--- Stated exercise ---
Copy exactly the last part of the entries, starting from the line with "Each instance of the laptop screen" and including the final line.

--- Source material ---
************

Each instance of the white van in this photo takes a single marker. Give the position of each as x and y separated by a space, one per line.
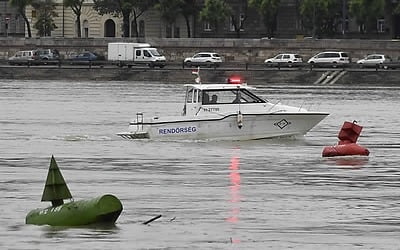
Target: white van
135 54
333 58
22 57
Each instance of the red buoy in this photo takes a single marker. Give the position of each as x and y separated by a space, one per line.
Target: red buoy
347 145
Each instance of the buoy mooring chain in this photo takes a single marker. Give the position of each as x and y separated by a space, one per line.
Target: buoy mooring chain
152 219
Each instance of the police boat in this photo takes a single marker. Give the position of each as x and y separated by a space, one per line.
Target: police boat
227 111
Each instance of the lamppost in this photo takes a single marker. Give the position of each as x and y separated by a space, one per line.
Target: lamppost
63 18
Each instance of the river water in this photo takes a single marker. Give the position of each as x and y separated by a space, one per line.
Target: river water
264 194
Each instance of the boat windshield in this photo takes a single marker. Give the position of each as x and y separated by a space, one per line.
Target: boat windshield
229 96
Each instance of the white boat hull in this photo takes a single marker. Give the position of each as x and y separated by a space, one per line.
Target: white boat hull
253 126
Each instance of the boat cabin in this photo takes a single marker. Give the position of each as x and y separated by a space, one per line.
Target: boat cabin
217 97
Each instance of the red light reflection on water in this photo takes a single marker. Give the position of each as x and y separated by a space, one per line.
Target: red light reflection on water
234 177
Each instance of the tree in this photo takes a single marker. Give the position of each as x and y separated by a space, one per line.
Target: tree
76 6
45 12
239 16
20 5
215 12
367 12
188 9
321 16
169 9
268 9
124 8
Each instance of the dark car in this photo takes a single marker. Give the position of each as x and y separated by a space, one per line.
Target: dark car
46 56
87 57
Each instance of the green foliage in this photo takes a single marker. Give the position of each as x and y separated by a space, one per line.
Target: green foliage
268 9
215 12
321 16
169 9
45 12
367 12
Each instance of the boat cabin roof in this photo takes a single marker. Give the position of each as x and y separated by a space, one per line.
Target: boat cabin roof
219 86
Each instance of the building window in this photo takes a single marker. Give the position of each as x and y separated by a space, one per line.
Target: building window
240 24
109 28
177 32
380 25
168 31
207 26
86 29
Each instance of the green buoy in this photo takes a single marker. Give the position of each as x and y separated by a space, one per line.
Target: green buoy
104 209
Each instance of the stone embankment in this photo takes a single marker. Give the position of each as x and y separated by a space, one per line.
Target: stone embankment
184 75
235 51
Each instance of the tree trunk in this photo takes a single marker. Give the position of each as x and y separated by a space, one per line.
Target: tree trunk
78 26
188 26
28 26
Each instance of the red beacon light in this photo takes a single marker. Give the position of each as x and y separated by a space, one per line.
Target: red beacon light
235 80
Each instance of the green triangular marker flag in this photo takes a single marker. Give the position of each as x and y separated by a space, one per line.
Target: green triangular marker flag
55 190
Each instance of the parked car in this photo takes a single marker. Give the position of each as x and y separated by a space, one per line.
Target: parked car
330 58
374 60
204 59
46 54
21 57
286 59
87 57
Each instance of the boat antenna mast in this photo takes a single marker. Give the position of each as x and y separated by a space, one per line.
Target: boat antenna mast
197 73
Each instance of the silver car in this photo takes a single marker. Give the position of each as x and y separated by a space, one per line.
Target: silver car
208 59
331 58
374 60
284 59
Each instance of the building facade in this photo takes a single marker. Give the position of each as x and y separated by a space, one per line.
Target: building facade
245 22
11 22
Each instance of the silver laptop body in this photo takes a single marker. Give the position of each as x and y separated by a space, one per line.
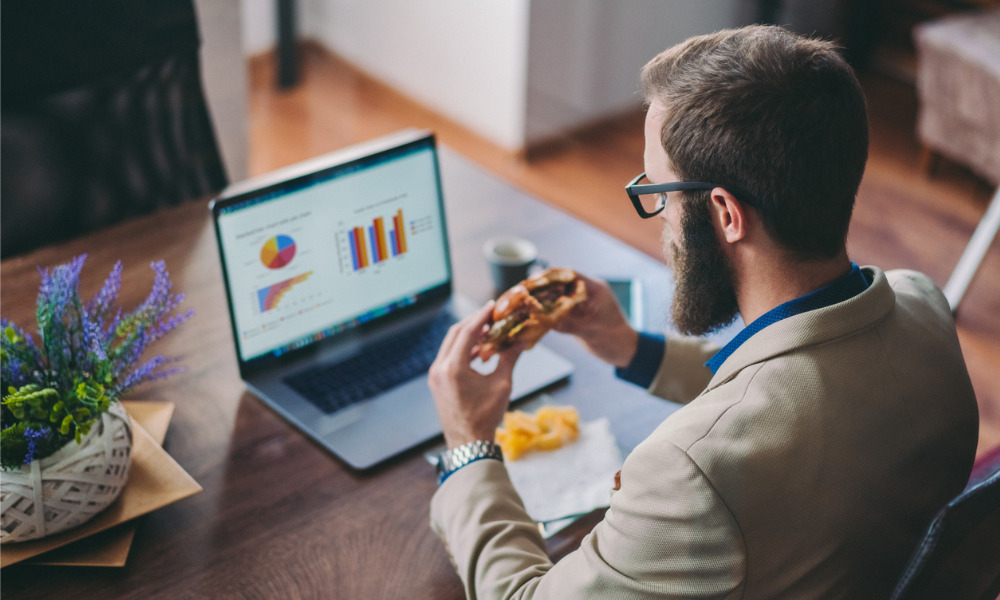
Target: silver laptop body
326 258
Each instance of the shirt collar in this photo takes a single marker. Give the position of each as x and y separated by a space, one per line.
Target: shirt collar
843 288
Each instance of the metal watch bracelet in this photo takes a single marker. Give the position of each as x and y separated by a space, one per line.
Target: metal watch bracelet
459 456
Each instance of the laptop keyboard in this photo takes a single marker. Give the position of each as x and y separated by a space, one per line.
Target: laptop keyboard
379 367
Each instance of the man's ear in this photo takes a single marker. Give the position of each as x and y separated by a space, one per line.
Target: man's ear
729 215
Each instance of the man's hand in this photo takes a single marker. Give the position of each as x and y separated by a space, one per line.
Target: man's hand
470 405
601 325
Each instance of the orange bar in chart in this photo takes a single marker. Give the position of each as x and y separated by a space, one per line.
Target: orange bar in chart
381 251
400 231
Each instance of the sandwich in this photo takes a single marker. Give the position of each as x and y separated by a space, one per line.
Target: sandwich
530 309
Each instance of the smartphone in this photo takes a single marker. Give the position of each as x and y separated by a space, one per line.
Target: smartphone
628 292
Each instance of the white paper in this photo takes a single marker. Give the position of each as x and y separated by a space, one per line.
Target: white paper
572 480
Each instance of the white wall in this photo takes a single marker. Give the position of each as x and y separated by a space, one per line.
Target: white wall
465 59
225 81
514 71
585 55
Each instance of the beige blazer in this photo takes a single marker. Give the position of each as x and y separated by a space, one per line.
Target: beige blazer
807 467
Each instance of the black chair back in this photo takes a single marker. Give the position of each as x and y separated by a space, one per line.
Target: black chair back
103 116
959 556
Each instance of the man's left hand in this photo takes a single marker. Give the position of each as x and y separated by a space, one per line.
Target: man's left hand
470 404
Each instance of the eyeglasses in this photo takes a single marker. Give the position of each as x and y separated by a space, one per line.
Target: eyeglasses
649 199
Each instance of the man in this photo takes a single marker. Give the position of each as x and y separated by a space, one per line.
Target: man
815 447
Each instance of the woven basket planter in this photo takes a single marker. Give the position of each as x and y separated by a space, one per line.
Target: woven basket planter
71 486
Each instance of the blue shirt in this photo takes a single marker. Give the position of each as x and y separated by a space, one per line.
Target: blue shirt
649 354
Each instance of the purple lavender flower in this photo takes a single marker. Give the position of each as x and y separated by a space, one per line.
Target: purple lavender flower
105 298
33 436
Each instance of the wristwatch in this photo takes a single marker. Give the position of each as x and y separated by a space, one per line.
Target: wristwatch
452 460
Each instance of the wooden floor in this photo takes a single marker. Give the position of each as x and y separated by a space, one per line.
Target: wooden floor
904 218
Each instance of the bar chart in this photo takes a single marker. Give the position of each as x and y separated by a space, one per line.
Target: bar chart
374 243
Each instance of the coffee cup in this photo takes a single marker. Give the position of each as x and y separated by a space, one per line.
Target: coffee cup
511 260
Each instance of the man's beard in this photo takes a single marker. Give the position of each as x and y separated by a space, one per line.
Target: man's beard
704 294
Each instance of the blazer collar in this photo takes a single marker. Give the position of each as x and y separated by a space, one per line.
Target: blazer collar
813 327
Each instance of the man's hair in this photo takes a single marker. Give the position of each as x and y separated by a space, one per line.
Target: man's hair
776 114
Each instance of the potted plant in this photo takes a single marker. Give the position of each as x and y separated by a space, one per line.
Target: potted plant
65 446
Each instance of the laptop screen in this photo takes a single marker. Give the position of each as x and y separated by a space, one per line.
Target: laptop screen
324 252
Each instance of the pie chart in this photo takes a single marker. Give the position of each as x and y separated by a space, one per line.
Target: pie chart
277 251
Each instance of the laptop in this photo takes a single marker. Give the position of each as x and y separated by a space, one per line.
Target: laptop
339 284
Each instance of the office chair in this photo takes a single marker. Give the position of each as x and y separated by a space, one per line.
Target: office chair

************

--- Result of the task ---
Each instance of the laptop screen in this photo takes a single marker. Give the position of each as x and y separated by a space, one per line.
Target: laptop screen
324 252
Each instance of the pie chart in this photo takes a single marker. Give the position of each as x and y separated by a space, one per line.
Target: pie chart
277 251
Each instance of the laptop in this photo takes a single marker. Give the position of each as x and y separated by a space, one per line.
Target: laptop
339 284
Each instance of the office chair in this photo takes a single marker. Give the position of each as x and y separated by a space, one per line.
Target: office chair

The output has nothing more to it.